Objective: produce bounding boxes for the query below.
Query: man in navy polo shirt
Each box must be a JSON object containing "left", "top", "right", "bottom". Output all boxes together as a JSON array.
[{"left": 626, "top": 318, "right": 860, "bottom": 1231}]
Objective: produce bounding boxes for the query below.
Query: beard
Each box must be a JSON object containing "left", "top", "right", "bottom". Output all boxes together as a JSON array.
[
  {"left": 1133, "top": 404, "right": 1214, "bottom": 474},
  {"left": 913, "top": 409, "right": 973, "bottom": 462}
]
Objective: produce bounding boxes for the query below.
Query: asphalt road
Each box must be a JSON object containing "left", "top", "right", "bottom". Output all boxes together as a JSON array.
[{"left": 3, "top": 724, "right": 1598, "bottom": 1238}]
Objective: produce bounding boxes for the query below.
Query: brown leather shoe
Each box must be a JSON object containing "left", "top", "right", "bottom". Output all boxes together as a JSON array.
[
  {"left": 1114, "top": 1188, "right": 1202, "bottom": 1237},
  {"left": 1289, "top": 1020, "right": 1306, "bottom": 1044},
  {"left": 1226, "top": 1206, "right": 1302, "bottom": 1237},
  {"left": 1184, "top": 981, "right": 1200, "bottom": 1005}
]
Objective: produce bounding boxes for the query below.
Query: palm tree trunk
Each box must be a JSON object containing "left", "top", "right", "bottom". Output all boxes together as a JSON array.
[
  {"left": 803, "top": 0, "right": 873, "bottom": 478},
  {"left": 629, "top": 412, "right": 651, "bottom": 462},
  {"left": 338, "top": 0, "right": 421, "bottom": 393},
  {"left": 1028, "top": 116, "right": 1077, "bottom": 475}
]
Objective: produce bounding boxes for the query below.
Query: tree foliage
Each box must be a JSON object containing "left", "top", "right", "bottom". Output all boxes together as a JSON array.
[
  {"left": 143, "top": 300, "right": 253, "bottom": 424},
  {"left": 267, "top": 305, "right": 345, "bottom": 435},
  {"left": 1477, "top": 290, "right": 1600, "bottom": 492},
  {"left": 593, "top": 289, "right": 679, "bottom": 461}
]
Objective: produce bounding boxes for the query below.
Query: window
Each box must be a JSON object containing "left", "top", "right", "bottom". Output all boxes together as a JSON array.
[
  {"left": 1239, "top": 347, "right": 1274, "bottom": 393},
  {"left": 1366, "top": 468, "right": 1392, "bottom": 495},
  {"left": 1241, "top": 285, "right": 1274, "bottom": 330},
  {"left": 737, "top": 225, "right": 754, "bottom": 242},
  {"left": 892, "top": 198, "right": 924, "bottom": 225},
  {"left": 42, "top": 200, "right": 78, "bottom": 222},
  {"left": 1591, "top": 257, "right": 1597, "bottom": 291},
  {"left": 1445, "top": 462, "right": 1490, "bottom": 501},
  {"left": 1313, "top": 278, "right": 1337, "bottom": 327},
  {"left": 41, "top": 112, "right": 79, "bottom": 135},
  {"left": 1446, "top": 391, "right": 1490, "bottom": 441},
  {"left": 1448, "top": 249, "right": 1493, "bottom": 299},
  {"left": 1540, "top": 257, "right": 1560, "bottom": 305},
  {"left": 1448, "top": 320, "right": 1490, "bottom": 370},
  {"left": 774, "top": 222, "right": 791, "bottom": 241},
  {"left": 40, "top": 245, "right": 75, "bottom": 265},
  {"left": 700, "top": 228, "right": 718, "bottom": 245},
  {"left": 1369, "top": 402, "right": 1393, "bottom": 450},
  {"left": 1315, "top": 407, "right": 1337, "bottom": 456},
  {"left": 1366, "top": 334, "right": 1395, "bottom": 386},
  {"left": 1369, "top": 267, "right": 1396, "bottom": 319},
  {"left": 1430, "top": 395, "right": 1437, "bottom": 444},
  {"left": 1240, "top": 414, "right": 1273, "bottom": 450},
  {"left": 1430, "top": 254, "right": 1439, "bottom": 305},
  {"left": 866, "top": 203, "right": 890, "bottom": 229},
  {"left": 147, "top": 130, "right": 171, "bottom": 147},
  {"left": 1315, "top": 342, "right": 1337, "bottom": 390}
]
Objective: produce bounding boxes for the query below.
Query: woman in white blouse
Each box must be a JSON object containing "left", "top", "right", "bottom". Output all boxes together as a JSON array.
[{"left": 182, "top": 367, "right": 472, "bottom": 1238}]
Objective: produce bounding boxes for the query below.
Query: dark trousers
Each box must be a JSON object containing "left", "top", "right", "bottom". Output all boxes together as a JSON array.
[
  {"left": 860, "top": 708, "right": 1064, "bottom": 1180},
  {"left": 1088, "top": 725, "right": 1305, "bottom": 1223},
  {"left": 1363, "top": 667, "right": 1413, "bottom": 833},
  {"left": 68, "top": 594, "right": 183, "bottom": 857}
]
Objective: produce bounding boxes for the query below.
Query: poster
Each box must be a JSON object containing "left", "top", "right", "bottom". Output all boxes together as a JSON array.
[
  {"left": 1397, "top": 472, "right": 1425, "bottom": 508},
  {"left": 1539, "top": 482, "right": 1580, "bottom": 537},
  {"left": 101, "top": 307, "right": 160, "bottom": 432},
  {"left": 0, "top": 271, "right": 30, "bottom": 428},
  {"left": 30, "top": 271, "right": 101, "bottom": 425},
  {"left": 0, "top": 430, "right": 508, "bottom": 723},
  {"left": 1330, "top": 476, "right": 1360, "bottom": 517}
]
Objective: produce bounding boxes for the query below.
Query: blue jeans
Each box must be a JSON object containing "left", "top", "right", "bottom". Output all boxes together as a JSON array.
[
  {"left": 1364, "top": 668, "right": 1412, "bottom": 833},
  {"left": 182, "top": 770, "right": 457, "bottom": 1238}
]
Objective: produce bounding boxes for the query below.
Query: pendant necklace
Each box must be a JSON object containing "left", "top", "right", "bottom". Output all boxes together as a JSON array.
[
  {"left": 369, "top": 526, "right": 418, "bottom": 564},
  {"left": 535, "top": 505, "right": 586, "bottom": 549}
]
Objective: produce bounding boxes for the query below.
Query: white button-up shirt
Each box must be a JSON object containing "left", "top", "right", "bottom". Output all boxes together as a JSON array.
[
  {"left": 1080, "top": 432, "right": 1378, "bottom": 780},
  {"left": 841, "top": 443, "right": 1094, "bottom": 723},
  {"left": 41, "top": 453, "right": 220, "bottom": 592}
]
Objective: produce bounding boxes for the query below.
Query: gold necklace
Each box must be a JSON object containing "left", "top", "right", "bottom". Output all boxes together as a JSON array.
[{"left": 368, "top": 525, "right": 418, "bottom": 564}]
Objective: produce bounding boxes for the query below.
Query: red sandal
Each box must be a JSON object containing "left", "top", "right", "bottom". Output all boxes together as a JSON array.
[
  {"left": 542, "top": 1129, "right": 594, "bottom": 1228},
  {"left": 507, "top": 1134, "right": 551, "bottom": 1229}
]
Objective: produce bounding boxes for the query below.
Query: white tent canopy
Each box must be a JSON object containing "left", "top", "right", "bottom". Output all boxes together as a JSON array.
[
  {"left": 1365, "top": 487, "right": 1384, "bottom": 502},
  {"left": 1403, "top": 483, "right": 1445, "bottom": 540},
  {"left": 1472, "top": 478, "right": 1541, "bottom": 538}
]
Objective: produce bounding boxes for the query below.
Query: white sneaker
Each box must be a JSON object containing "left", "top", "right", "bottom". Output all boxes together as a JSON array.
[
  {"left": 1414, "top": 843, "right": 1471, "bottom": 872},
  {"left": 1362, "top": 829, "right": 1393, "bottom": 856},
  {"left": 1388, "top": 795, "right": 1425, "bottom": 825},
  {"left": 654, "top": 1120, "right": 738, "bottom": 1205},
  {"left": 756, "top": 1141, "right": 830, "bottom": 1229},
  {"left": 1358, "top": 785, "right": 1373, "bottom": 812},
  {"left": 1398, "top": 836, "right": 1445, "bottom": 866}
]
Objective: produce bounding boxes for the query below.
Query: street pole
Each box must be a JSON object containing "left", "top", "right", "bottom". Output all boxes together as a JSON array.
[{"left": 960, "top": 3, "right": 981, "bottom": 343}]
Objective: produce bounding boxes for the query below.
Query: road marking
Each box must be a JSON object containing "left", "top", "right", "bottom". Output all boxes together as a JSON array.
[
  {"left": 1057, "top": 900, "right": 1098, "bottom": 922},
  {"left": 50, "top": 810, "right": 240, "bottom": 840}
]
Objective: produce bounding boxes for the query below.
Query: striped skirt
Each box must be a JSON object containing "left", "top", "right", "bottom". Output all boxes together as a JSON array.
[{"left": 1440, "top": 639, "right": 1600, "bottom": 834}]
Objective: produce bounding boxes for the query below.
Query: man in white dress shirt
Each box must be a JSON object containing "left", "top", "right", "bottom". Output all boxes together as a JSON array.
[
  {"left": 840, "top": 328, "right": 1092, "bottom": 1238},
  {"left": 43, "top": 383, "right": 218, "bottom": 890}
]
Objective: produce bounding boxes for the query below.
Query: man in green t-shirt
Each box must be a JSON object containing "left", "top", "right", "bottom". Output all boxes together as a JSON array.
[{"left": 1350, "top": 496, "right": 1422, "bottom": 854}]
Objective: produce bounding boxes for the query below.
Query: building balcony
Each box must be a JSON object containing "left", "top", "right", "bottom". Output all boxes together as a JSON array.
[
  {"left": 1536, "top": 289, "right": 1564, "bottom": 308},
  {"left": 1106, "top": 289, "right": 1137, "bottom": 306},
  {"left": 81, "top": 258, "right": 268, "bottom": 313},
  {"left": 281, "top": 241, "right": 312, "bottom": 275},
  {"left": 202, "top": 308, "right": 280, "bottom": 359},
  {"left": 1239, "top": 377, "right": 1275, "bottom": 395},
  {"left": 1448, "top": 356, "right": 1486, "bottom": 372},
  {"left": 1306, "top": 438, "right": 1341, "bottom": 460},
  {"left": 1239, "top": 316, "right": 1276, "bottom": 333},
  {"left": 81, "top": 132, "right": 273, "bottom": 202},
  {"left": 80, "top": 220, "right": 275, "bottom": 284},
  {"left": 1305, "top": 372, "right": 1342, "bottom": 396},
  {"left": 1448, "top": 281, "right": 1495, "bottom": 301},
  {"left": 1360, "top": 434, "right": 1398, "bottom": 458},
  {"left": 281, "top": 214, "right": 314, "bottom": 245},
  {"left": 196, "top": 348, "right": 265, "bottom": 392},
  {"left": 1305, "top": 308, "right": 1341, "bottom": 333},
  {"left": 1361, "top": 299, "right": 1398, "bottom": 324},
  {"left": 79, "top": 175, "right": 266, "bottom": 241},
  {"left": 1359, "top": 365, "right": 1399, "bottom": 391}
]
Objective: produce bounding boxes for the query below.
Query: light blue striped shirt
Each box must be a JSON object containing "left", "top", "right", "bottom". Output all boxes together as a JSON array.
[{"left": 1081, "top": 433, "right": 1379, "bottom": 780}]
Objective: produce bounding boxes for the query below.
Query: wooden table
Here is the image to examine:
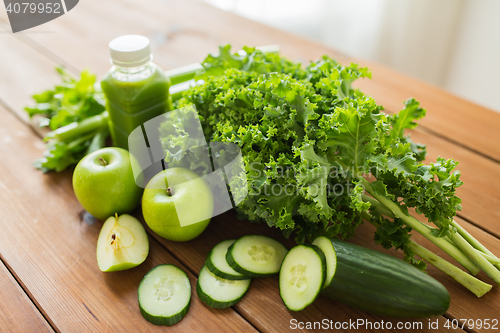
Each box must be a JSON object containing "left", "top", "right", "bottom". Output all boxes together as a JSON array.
[{"left": 0, "top": 0, "right": 499, "bottom": 332}]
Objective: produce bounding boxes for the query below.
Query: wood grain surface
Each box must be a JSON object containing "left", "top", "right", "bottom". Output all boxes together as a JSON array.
[
  {"left": 0, "top": 260, "right": 53, "bottom": 332},
  {"left": 0, "top": 0, "right": 499, "bottom": 332}
]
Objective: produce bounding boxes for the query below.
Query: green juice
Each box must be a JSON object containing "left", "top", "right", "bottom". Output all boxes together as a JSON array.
[{"left": 101, "top": 64, "right": 171, "bottom": 150}]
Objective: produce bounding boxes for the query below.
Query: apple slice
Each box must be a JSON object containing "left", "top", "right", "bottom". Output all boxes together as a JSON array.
[{"left": 97, "top": 214, "right": 149, "bottom": 272}]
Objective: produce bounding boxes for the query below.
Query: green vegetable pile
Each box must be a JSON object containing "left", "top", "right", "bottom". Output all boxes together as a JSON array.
[
  {"left": 164, "top": 45, "right": 500, "bottom": 296},
  {"left": 26, "top": 45, "right": 500, "bottom": 297}
]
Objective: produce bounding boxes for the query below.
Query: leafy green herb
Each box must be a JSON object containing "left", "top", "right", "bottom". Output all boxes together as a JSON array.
[
  {"left": 25, "top": 67, "right": 108, "bottom": 172},
  {"left": 25, "top": 67, "right": 105, "bottom": 129}
]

**********

▸ **What the task requires**: From the records above, print exactly the lines that run from the line with "Query: man in green t-shirt" to the line with "Query: building balcony", inclusive.

▸ **Solved problem**:
Query: man in green t-shirt
Each box must be a JSON object containing "left", "top", "right", "bottom". Output all boxes together as a JSON array.
[{"left": 1350, "top": 496, "right": 1422, "bottom": 854}]
Objective: produce bounding boxes for the query below.
Query: building balcony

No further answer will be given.